GCL-Poly Energy, a Hong Kong-traded power plant operator, is proving that some of China’s savvier dealmakers are waking up to the potential of green power – not to mention the ramifications of Bejing’s recent “buy China” edict – with a deal announced Tuesday to buy a Chinese solar-cell parts maker controlled by its chairman for HK$26.4bn ($3.4bn) as it seeks to expand in the green energy sector.
There may be something we don’t yet know, but the deal so far has shown that among China’s dealmakers, Zhu Gongshan, chairman and controlling shareholder of GCL-Poly, is possibly the man of the moment.
The deal could also fan fears among foreign companies about Beijng’s “buy China” exhortation to Chinese companies carrying out projects linked to stimulus measures. Environmental technology is a key beneficiary of China’s massive stimulus spending.
GCL-Poly said it would buy Jiangsu Zhongeng, a supplier of polysilicon and wafers used by the solar industry, from Zhu, the FT reports on Tuesday. To fund the purchase, GCL-Poly – which listed in Hong Kong at the end of 2007 – will issue 10bn new shares at HK$2.20 each, a 12 per cent discount to the company’s last closing price. It will also issue US$350m in secured notes and pay Zhu US$200m in cash.
Zhu, who reportedly helped build Jiangsu Zhongeng into China’s biggest supplier of polysilicon, the costliest component in solar panels, and his family control more than 50 per cent of Jiangsu Zhongneng, reports Bloomberg. The deal will also raise Zhu’s stake in GCL-Poly from 34.47 per cent to 56.17 per cent.
Morgan Stanley, meanwhile, currently the second largest shareholder, will see its holding drop from 15.72 per cent to 1.45 per cent, adds the FT.
Shares in GCL-Poly, which have already surged this year, jumped as much as 20 per cent on Tuesday and were 18 per cent higher at HK$2.94 by midday.

DATA ENTRIES.
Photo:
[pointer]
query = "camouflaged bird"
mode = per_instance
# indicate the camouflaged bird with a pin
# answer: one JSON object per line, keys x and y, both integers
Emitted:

YOUR TASKS.
1: According to the article on GCL-Poly's acquisition, how will Morgan Stanley's holding in GCL-Poly change?
2: Turn every line of the records into a numbered list, leaving out any blank lines.
The article and the records are unrelated sources.

RESULTS.
1: It will drop from 15.72 per cent to 1.45 per cent.

2:
1. Photo:
2. [pointer]
3. query = "camouflaged bird"
4. mode = per_instance
5. # indicate the camouflaged bird with a pin
6. # answer: one JSON object per line, keys x and y, both integers
7. Emitted:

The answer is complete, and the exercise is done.